Coordinate annotation records
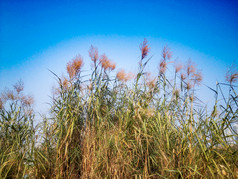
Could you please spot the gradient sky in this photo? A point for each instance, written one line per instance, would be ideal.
(39, 35)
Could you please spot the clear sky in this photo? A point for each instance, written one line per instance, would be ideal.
(40, 35)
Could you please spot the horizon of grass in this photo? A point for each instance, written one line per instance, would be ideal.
(122, 125)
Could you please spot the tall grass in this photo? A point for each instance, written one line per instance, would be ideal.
(120, 125)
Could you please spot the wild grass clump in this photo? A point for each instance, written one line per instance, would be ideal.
(114, 124)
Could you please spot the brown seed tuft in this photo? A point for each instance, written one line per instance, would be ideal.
(106, 63)
(232, 74)
(122, 76)
(74, 66)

Short exercise:
Reproduce the rows above word for word, leaving out the pictures.

Response:
Could you please spot the gradient sky in this photo? A point for each instance, written one line per instance, would be ideal.
(39, 35)
Could you please spot the clear sky in this photo? A point for each instance, written one line per instance, would be ideal.
(40, 35)
Could you please spot the horizon of grass in this photo? A point for each instance, written one line per instance, would be ideal.
(122, 125)
Could you please spot the tall grass in this photo? A point for each instance, written one line per instance, would be ideal.
(120, 125)
Could you please spot the wild grass clump in this photo? A point for each instance, written one line per instance, would be ideal.
(114, 124)
Could you please spot the brown seed tuft in this photo? A point for each instance, written one line per instance, would be ideal.
(106, 63)
(232, 74)
(122, 76)
(74, 66)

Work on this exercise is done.